▸ **Quoted passage**:
%%

Test Circuit Breaker

#!/bin/bash
# test-circuit-breaker.sh

# Make many requests to trigger failures
echo "Triggering circuit breaker..."
for i in {1..10}; do
  curl -s http://localhost:3000/api/vault/metadata > /dev/null 2>&1 &
done

# Check circuit breaker state
sleep 2
echo "Circuit breaker state:"
curl -s http://localhost:3000/__perf | jq '.circuitBreaker'

🚨 Alert Thresholds

Metric Threshold Action
Cache Hit Rate < 50% Check TTL, cache size
Error Rate > 5% Check Meilisearch, filesystem
P95 Latency > 500ms Check server load, cache
Circuit Breaker "open" Restart Meilisearch
Memory Usage > 200MB Check for memory leak

Setting Up Alerts

#!/bin/bash
# alert-monitor.sh

while true; do
  METRICS=$(curl -s http://localhost:3000/__perf)
  
  # Check cache hit rate
  HIT_RATE=$(echo $METRICS | jq '.cache.hitRate')
  if (( $(echo "$HIT_RATE < 50" | bc -l) )); then
    echo "⚠️  ALERT: Low cache hit rate: $HIT_RATE%"
  fi
  
  # Check error rate
  ERROR_RATE=$(echo $METRICS | jq '.performance.requests.errorRate' | tr -d '%')
  if (( $(echo "$ERROR_RATE > 5" | bc -l) )); then
    echo "⚠️  ALERT: High error rate: $ERROR_RATE%"
  fi
  
  # Check circuit breaker
  CB_STATE=$(echo $METRICS | jq -r '.circuitBreaker.state')
  if [ "$CB_STATE" = "open" ]; then
    echo "⚠️  ALERT: Circuit breaker is open"
  fi
  
  sleep 10
done

📝 Monitoring Checklist

  • Server starts in < 2 seconds
  • /__perf endpoint responds with metrics
  • Cache hit rate reaches > 80% after 5 minutes
  • Average latency for cached requests < 20ms
  • Error rate < 1%
  • Circuit breaker state is "closed"
  • No memory leaks over time
  • Meilisearch indexing completes in background
  • Filesystem fallback works when Meilisearch down
  • Graceful shutdown on SIGINT

🎯 Success Criteria

Cache hit rate > 80% after 5 minutes Response time < 20ms for cached requests Server startup < 2 seconds Error rate < 1% Memory usage stable Circuit breaker protecting against cascading failures Automatic retry handling transient failures Graceful fallback to filesystem


Last Updated: 2025-10-23 Status: Production Ready

%%

▸ **Your goal**: Rewrite the monitoring guide from "Setting Up Alerts" to "HIT_RATE=$(echo $METRICS | jq '.cache.hitRate')", changing "HIT_RATE" to "CACHE_HIT_RATE".

▸ **Supplied material**:
%%

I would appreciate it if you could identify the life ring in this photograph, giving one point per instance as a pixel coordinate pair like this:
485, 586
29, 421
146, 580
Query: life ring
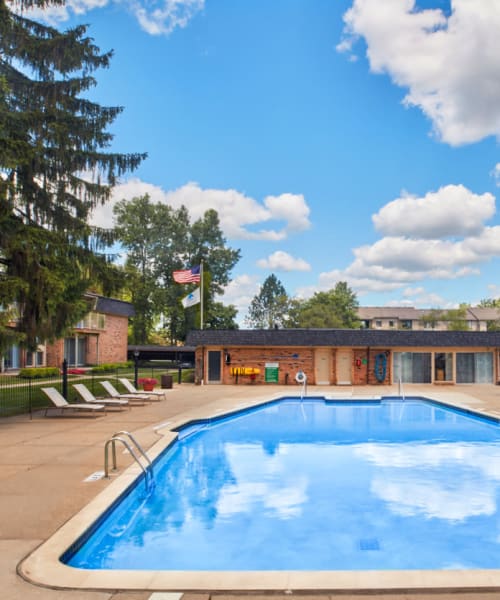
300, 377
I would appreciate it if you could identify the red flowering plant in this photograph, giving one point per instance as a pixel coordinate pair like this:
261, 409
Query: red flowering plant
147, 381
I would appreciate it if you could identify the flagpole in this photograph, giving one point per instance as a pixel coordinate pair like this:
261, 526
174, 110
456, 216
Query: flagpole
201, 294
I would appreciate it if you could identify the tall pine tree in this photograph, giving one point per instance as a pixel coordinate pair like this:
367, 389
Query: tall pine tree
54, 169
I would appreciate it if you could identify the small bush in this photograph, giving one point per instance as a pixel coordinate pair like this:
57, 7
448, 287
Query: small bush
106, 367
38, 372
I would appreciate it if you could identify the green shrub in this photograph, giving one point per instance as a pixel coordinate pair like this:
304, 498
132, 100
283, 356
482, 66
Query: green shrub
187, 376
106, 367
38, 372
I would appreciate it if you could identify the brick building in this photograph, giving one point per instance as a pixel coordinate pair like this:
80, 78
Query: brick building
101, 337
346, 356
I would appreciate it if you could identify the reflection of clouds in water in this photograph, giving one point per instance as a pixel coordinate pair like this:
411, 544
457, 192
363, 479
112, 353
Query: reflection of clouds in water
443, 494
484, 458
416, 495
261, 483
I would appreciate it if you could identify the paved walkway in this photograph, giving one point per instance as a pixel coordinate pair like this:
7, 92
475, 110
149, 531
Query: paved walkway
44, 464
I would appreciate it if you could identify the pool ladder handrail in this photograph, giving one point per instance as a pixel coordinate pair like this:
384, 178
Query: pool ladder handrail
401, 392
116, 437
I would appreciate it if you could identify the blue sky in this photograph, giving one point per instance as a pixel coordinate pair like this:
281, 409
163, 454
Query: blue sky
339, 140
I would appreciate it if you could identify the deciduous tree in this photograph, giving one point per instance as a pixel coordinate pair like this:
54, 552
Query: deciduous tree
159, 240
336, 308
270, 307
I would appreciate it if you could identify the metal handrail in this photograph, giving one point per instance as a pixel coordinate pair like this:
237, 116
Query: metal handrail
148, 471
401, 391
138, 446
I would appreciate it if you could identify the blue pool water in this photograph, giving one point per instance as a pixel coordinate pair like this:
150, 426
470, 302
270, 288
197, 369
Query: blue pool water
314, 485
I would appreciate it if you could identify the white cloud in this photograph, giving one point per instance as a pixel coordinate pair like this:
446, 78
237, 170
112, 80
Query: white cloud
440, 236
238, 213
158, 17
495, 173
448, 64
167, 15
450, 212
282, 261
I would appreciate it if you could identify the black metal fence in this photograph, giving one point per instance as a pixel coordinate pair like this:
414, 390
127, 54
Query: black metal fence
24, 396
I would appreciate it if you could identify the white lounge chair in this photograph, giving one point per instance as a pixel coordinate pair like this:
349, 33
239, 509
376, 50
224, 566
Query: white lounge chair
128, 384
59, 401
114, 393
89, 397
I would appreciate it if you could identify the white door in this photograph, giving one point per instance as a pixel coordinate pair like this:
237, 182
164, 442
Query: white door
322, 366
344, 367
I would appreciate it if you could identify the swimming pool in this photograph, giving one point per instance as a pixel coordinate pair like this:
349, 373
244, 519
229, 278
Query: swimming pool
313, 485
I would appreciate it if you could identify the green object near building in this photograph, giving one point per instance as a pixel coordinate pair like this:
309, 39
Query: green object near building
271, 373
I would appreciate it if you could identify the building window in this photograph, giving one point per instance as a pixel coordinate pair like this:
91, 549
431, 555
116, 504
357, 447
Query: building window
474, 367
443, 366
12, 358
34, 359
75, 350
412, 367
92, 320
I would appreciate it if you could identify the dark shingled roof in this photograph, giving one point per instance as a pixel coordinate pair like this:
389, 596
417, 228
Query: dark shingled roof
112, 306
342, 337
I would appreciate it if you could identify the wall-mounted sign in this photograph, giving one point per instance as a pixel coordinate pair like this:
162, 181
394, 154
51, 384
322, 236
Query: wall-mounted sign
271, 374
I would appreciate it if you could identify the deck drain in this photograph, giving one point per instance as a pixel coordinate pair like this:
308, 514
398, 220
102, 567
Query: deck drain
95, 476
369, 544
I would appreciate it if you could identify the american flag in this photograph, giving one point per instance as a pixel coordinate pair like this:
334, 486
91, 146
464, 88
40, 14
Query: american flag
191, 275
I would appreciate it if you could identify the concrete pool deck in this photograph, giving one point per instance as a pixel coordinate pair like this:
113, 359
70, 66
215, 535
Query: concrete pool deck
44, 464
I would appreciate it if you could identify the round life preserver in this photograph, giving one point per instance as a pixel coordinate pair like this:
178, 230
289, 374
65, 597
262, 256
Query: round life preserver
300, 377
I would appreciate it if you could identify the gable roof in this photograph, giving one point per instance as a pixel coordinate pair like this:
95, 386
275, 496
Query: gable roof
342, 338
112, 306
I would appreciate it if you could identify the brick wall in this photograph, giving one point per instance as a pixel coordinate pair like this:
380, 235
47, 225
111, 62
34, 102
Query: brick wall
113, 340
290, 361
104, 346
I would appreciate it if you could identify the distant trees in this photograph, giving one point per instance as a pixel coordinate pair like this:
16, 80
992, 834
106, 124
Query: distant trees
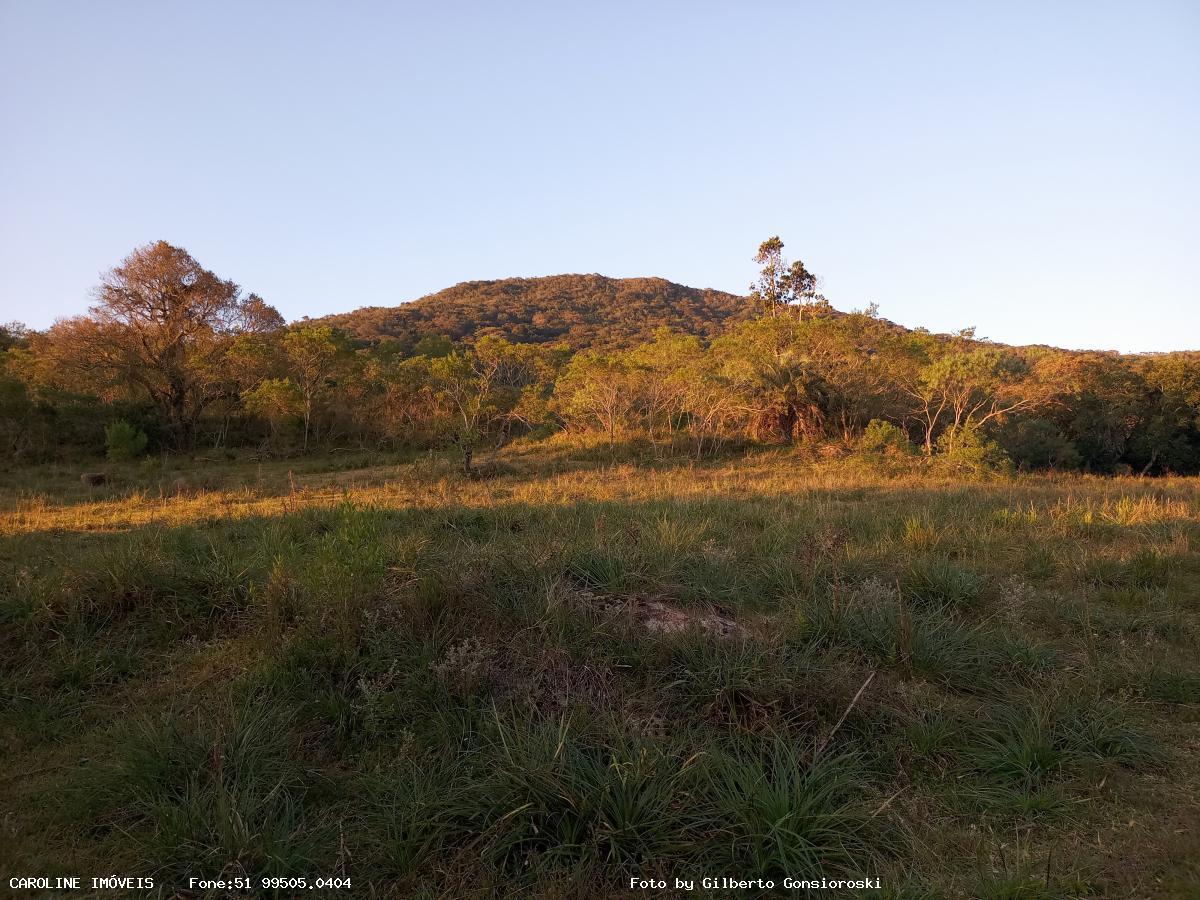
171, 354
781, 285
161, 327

%%

▸ **Expected answer**:
Setting Up Alerts

#!/bin/bash
# alert-monitor.sh

while true; do
  METRICS=$(curl -s http://localhost:3000/__perf)
  
  # Check cache hit rate
  CACHE_HIT_RATE=$(echo $METRICS | jq '.cache.hitRate')